§ **Extract to read**:
We took a gondola and went to St. Maria Formosa to see the beautiful picture of St. Barbara, by Palma Vecchio. From here we went to the Church of SS. Giovanni et Paola (the Pantheon of Venice) to see the wonderful tombs of the Doges. Outside, in the square, is the statue of Bartolommeo Colleoni, the great Venetian general. From here we went for a ride on the canal. We passed under the old Rialto Bridge, which has a single arch and is lined with shops. Until recent years this was the only bridge across the Grand Canal. We went through the small canals, where we saw balconies and gardens high up on the sides of the buildings. Some of these are very picturesque and beautiful, with lovely vines and blooming plants. The lower parts of the buildings seem to be just foundations, all being built on piles. At high tide the water comes into the lower doors, almost rising to the top steps of the buildings. We came again out into the Grand Canal, seeing the beautiful old palaces, Desdemona's house, Browning's house, both of which were once palaces. Our hotel was once a palace, and our own Roosevelt stopped here in April, so the manager very proudly told us. There is a flight of six or seven stone steps, leading up to the office door, and I noticed at high tide the water came nearly to the top step.

We left our gondola at the Piazza and went to a cafe here for 4 o'clock tea, which we enjoyed, sitting in the open air, at one of the little tables. I noticed two elderly and quietly dressed women, evidently ladies, at a small table near us, taking tea, and afterward they smoked cigarettes. This is a very common thing all over the continent. Cigarettes were passed to us very frequently. I am not educated up to this advanced accomplishment yet, and never expect to be. This custom is also becoming quite general among women in our own country.

§ **Supplied entries**:
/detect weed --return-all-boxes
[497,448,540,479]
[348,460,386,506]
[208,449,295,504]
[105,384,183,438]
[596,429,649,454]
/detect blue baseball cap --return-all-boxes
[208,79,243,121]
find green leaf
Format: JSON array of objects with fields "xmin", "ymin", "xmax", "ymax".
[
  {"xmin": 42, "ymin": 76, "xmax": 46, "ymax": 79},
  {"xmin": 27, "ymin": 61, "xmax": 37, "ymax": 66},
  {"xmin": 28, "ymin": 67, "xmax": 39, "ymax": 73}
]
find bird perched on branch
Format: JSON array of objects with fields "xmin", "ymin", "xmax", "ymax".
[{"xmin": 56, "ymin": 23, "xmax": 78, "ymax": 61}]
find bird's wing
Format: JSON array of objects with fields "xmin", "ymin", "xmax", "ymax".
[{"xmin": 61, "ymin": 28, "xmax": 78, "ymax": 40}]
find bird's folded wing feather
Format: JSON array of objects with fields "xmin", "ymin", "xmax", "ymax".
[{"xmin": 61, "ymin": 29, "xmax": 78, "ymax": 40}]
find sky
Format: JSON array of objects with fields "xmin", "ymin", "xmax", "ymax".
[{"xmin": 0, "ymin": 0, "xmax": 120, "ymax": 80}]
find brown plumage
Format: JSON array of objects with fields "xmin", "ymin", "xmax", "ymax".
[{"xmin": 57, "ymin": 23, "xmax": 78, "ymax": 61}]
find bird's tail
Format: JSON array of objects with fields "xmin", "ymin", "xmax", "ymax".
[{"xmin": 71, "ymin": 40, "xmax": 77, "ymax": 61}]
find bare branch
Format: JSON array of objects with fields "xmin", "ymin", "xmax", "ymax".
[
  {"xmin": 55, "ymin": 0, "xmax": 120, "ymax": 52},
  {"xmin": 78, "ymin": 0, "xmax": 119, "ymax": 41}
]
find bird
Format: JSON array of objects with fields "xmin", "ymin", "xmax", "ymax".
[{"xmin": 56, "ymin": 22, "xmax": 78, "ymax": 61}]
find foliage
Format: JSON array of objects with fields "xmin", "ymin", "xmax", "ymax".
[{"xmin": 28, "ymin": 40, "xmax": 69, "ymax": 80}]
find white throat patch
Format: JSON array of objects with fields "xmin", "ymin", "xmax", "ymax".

§ **Problems to work on**:
A. Rewrite the paragraph of the Venice travel account that begins "We left our gondola at the Piazza" as a shorter paragraph that keeps its main facts.
B. In the Venice travel account, whose statue stands in the square outside the Church of SS. Giovanni et Paola?

§ **Answers given**:
A. After leaving the gondola at the Piazza, we had 4 o'clock tea outdoors at a café table. Two elderly, quietly dressed women nearby smoked cigarettes after their tea, a common habit across the continent that is also spreading among women at home. We were often offered cigarettes, but I have not taken up the practice and never expect to.

B. The statue is of Bartolommeo Colleoni, the great Venetian general.